Mann 2008 Correlation Benchmarks

Update Sep 24 – I suggest that you start with a later post here.

The purpose of working through frustrating details of Mannian lat-longs and so on was to start testing the assertion that the network contained 484 “significant” proxies and that this meant something. As so often, there’s more to this than meets the eye.

I’ve calculated a number of different distributions as cases vary. I’ve gotten quite fond of flash gifs to show these sorts of analyses. I’ll list the cases shown in the flash-gif below and discuss the cases below the graphic.

Figure 1. Graphic with different distribution assumptions. The cases analysed: whether one or two gridcells are used for comparison, Luterbacher inclusion; degrees of freedom (Neff); SI versus replicated correlations. The graphs appear in the following order:
1. One pick; Luterbacher in; Neff=140
2. One pick; Luterbacher out; Neff=140
3. Pick two daily keno; Luterbacher out; Neff=140
4. Pick two daily keno; Luterbacher out; Neff=110
5. Pick two daily keno; Luterbacher out; Neff=110; absmax (replicated correlations not SI)
6. Pick two daily keno; Luterbacher out; Neff=64; absmax (replicated correlations not SI)

The SI refers to a couple of correlation benchmarks as 90% and 95% percentiles (actually Mann calls this “significance”, but I’m going to use the more neutral term percentile for now.) The SI doesn’t explain where these benchmarks come from, but I’m familiar enough with the ecology here to have a pretty good idea. A fairly reasonable rule of thumb is that the Fisher transformation of a distribution of correlation coefficients has a normal distribution with sd=1/sqrt(N-3), where N is the number of degrees of freedom. The Fisher transformation can be represented in r by the atanh function and its inverse by the tanh function. If you calculate the tanh of the 90% and 95% percentile of a normal distribution with sd=sqrt(1/140), you get correlation hurdles that closely match the Mann numbers. The tanh function in this range is very close to unity and maybe the values are just the qnorm percentiles, which are a titch higher. Regardless, this is almost certainly where the standards come from. I’ll apply this to consider some permutations for deriving alternative benchmarks.

tanh( qnorm(.95, sd=1/sqrt(140))) #[1] 0.1381269
tanh( qnorm(.9, sd=1/sqrt(140))) #[1] 0.1078893

There are some features to this graphic that I find pretty interesting.

* STORED DATA:
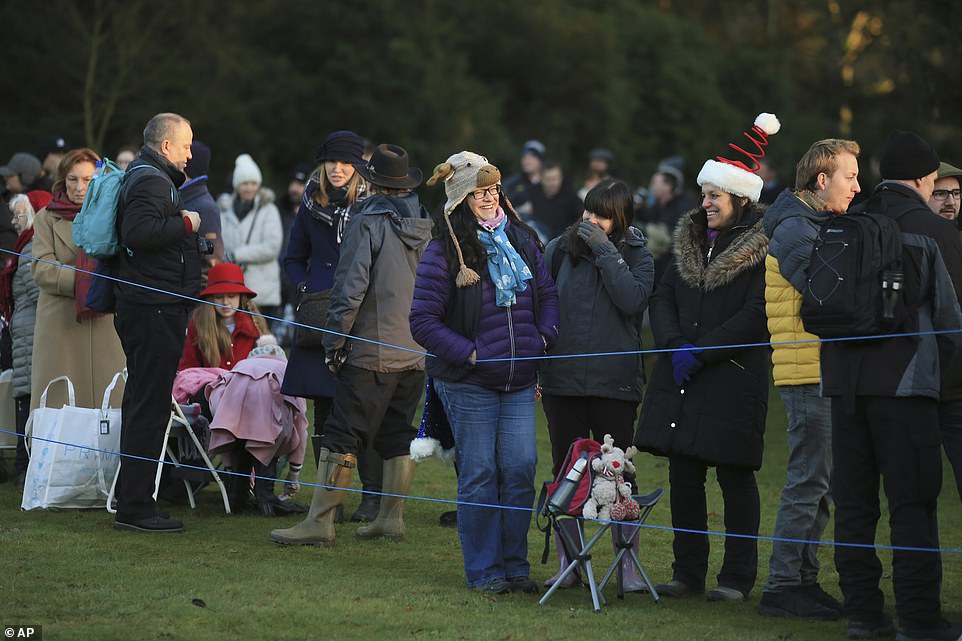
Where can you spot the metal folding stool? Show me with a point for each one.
(578, 553)
(177, 427)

* EXERCISE: From the post on Mann 2008 correlation benchmarks, copy word for word the part that opens with the words containing "Update Sep 24" and closes with "below the graphic.".

* FINISHED TASK:
Update Sep 24 – I suggest that you start with a later post here.

The purpose of working through frustrating details of Mannian lat-longs and so on was to start testing the assertion that the network contained 484 “significant” proxies and that this meant something. As so often, there’s more to this than meets the eye.

I’ve calculated a number of different distributions as cases vary. I’ve gotten quite fond of flash gifs to show these sorts of analyses. I’ll list the cases shown in the flash-gif below and discuss the cases below the graphic.